T5: Exploring the Limits of Transfer Learning with a Unified Text-To-Text Transformer
Paper | Code | Hugging Face
Introduction
This paper provides a comprehensive overview of the current state of transfer learning in NLP, rather than introducing a new model. It surveys, explores, and empirically compares existing techniques—including training objectives, architectures, and datasets—to investigate the boundaries of current approaches.
Unsupervised pre-training on large, diverse text corpora has become increasingly common and has achieved state-of-the-art results on many NLP benchmarks. The abundance of text data on the internet, combined with the scalability of neural networks, made unsupervised learning a promising direction for NLP research.
As a result, there has been significant progress in transfer learning for NLP, leading to a variety of pre-training objectives, fine-tuning methods, benchmarks, and datasets. To systematically study these approaches, this paper introduces a unified framework for transfer learning.
In this framework, every NLP problem is cast as a text-to-text task, where both inputs and outputs are text strings. This enables the use of a single model architecture and training objective across a wide range of tasks.

Setup
Model
The model architecture is almost identical to the original Transformer architecture, with a few modifications - removing the Layer Norm bias, placing the layer norm outside the residual connections, and using a relative position embeddings.
Data and Pretraining
Common Crawl a publicly available web archive, is used as the primary source of data for pre-training. The authors filter the data to remove low-quality text and ensure a diverse set of topics. The dataset is tokenized using a SentencePiece model, which allows for efficient handling of rare words and subword units. The cleaned dataset is named C4 (Colossal Clean Crawled Corpus).
Downstream Tasks
T5 is evaluated on a variety of NLP tasks, including:
- Text classification benchmarks (GLUE and SuperGLUE)
- Summarization (CNN/Daily Mail)
- Question answering (SQuAD)

**Brief:** Revise the T5 overview from "T5: Exploring the" up to and including "of current approaches.", putting "natural language processing" wherever "NLP" appears.

**Items:**
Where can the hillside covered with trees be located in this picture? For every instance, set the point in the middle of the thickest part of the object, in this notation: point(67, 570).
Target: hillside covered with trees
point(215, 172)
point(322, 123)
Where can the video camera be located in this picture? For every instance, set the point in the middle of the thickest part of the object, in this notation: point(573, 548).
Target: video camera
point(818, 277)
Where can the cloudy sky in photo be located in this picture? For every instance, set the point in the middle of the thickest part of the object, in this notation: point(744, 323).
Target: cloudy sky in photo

**Full answer:**
T5: Exploring the Limits of Transfer Learning with a Unified Text-To-Text Transformer
Paper | Code | Hugging Face
Introduction
This paper provides a comprehensive overview of the current state of transfer learning in natural language processing, rather than introducing a new model. It surveys, explores, and empirically compares existing techniques—including training objectives, architectures, and datasets—to investigate the boundaries of current approaches.